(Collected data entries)
* * * *
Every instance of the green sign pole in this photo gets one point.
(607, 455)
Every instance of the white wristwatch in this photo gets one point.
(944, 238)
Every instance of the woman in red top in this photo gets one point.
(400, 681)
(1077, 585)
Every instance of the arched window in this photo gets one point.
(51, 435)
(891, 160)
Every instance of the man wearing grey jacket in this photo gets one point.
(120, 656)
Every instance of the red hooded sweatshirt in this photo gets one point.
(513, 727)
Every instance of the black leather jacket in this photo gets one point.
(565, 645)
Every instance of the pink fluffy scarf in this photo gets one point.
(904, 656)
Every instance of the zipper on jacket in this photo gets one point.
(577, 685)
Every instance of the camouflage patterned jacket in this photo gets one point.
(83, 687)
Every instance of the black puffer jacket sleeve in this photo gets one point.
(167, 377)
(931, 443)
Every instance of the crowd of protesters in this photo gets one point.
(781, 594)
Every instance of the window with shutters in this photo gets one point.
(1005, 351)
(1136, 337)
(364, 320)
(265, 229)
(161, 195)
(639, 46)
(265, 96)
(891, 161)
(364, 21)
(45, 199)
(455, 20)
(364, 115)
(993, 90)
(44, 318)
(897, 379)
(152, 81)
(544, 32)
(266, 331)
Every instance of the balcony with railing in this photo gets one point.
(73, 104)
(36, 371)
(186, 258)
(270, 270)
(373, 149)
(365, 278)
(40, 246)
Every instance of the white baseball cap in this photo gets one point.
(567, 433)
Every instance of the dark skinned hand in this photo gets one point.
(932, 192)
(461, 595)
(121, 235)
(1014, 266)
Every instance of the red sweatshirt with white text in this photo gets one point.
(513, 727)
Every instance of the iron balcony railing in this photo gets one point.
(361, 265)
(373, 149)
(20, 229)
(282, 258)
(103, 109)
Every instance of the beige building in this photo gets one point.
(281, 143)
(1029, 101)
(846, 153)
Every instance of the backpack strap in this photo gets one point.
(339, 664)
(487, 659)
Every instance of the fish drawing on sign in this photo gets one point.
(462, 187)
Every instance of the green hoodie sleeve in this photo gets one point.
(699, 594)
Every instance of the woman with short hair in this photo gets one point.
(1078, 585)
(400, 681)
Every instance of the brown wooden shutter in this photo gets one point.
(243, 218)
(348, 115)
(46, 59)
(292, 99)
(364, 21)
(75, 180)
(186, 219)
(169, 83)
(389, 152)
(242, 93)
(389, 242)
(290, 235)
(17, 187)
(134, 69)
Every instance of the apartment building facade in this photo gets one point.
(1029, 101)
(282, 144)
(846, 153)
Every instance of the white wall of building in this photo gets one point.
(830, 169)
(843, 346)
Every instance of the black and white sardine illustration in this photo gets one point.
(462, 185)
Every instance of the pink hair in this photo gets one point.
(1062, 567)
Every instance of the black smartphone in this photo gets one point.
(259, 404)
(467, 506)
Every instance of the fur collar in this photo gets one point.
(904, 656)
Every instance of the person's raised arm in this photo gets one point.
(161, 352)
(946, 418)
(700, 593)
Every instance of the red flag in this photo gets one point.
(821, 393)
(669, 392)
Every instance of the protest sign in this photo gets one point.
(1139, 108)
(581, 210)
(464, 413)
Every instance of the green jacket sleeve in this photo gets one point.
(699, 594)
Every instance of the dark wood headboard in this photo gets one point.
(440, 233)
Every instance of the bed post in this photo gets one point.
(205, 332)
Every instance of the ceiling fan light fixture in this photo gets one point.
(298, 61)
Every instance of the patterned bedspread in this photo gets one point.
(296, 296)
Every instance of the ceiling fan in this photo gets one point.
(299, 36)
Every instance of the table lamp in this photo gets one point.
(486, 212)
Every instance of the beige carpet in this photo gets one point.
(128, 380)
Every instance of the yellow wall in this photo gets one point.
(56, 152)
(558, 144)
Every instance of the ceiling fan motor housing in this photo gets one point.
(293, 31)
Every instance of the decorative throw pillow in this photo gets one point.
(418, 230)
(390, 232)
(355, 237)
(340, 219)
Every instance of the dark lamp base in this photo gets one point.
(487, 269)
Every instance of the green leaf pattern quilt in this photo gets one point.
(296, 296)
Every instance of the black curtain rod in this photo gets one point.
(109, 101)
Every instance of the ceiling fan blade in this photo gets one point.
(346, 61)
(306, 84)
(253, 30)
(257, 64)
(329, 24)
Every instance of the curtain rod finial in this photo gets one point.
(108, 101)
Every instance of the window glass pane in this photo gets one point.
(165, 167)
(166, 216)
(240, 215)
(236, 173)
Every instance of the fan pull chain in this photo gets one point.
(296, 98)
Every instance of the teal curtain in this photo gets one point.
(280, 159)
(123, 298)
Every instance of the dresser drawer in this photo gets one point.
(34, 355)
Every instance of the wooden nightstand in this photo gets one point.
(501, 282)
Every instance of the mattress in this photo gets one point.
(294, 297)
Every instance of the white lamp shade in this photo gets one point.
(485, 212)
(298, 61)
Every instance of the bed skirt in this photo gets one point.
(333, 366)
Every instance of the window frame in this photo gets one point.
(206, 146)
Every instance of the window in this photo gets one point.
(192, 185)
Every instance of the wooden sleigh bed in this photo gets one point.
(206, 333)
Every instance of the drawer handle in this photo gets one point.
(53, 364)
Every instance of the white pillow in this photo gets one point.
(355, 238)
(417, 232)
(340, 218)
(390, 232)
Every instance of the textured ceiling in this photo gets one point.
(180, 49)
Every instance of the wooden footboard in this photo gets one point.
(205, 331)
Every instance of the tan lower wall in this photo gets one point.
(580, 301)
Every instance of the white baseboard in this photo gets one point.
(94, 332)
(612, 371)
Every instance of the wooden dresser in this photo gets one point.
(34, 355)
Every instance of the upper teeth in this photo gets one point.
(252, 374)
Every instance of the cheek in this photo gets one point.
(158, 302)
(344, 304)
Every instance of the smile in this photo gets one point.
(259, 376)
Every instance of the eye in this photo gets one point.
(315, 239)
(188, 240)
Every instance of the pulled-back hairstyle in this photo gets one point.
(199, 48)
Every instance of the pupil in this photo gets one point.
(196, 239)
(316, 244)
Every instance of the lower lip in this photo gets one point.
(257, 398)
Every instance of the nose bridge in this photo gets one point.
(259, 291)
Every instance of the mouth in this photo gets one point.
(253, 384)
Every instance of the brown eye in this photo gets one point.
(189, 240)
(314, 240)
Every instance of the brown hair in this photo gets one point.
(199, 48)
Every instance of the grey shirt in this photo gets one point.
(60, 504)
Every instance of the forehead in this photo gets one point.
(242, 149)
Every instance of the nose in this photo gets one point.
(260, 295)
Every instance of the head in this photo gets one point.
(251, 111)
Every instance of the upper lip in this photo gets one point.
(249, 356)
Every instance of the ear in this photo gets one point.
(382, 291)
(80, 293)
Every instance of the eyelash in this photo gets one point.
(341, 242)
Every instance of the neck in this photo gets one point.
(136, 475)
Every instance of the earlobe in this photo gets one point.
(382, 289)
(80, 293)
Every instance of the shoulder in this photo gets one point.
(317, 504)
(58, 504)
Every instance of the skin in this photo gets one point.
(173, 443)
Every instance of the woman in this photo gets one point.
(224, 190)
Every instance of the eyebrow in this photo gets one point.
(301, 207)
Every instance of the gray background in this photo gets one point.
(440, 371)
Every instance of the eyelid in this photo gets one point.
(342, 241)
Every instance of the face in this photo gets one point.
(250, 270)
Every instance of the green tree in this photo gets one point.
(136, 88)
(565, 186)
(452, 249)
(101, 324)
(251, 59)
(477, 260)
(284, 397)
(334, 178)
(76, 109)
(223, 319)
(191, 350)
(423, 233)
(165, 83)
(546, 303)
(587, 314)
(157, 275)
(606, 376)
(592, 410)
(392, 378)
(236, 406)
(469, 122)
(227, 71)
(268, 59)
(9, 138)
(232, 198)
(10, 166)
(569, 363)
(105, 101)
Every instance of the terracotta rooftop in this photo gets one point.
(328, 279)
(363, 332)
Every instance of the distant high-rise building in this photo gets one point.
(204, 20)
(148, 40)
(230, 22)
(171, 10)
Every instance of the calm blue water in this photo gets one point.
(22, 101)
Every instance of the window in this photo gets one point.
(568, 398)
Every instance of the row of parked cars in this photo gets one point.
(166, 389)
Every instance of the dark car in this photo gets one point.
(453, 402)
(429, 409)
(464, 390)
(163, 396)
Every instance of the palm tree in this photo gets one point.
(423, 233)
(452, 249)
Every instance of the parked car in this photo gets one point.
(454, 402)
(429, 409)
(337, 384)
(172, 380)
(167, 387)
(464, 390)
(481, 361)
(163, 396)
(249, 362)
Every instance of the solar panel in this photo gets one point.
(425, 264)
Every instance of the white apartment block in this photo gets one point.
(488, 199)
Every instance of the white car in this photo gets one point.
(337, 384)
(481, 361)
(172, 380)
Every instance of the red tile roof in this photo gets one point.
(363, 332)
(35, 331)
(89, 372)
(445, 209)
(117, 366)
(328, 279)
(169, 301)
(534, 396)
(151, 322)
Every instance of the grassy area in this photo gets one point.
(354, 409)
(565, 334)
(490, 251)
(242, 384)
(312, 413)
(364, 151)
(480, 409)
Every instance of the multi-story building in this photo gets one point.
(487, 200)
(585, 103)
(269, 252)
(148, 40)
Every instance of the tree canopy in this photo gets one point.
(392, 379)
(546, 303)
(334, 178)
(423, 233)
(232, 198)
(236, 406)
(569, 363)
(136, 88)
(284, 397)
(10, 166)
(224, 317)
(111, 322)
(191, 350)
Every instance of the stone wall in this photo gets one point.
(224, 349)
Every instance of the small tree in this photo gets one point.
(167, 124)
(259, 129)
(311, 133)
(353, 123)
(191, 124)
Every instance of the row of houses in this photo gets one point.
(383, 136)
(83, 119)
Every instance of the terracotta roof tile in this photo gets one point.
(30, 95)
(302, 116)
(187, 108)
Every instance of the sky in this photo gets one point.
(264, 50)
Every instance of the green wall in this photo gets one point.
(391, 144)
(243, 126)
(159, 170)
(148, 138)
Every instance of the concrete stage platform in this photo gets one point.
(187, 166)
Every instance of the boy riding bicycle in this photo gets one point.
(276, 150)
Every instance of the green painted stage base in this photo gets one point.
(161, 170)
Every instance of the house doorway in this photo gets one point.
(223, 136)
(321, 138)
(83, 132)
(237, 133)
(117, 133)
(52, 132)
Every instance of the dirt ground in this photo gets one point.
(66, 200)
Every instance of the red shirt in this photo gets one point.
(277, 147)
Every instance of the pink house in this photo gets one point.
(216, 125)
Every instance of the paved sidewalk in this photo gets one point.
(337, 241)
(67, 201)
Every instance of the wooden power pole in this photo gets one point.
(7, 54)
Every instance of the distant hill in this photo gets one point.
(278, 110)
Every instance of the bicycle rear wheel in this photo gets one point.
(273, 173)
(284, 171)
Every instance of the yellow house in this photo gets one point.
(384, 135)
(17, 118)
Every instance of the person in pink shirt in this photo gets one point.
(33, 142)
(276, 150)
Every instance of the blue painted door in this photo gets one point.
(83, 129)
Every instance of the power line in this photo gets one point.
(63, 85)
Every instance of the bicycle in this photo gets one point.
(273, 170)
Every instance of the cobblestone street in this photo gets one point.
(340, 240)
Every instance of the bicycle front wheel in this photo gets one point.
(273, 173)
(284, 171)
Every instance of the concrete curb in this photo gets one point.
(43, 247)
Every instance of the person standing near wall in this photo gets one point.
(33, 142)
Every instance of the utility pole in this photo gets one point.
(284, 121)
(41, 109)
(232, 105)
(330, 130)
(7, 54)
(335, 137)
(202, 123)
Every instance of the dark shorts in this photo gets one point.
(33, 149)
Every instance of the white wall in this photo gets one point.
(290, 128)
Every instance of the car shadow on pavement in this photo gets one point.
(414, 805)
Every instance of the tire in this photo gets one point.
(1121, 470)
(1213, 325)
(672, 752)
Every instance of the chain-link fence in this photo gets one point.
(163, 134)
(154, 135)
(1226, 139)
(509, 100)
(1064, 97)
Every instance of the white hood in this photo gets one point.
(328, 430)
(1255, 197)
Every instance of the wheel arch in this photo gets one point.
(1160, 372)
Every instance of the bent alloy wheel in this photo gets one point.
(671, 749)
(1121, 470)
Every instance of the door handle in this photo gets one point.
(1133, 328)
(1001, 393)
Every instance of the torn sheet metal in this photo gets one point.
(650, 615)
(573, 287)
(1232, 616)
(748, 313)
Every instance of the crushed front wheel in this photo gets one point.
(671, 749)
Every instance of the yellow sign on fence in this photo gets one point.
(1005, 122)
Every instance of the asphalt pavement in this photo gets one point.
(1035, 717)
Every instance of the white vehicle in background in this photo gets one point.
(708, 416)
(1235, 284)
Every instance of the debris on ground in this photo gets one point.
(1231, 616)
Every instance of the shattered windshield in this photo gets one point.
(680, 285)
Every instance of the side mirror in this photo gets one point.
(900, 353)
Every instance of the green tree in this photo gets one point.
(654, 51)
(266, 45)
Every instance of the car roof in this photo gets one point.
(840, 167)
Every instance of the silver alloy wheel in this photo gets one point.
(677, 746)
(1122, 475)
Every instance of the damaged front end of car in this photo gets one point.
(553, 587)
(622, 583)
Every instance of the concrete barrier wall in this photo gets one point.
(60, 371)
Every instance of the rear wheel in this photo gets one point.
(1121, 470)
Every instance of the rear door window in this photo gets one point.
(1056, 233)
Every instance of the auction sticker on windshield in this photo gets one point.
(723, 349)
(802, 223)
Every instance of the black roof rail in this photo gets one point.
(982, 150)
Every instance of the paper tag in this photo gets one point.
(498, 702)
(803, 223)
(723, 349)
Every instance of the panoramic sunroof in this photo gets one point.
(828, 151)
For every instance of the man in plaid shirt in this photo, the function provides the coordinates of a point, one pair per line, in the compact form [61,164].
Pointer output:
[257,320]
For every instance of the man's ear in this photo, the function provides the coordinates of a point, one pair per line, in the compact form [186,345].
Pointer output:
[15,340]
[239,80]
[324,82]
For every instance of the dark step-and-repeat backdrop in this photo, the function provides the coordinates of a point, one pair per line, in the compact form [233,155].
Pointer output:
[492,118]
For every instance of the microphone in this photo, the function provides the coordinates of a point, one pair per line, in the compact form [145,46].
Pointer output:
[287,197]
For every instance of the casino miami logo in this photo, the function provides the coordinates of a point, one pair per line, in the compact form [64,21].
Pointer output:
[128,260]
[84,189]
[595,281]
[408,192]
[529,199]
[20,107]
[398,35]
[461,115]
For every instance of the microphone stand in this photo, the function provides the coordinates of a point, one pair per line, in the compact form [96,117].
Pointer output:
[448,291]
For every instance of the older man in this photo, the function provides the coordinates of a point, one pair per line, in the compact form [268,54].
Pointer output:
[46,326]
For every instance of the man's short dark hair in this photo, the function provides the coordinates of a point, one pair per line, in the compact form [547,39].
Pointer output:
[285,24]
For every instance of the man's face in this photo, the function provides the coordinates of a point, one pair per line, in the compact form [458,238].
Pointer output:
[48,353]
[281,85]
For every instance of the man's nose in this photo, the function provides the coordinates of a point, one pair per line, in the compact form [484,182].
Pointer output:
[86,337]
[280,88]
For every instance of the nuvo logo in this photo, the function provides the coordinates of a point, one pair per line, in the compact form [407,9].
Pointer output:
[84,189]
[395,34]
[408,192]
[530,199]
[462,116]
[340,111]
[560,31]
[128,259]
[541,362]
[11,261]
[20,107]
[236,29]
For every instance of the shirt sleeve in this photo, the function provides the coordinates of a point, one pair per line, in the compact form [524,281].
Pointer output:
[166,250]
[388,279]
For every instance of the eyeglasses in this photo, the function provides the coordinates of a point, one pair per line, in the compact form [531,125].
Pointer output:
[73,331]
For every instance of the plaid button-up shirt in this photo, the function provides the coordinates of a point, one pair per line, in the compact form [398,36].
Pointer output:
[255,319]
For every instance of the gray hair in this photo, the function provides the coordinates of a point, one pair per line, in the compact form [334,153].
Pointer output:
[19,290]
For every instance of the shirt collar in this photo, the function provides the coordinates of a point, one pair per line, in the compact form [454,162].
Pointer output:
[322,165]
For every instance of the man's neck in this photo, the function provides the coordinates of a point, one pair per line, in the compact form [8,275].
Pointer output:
* * * *
Instructions for the task = Scan the records above and show every line in which the word "microphone" occurs.

Response below =
For every instance of the microphone in this photo, the function provides the coordinates of a point, one pair per line, in the compact form [145,46].
For every instance of the microphone stand in this photo, the function provides the coordinates of a point, one pair per line, in the compact form [96,117].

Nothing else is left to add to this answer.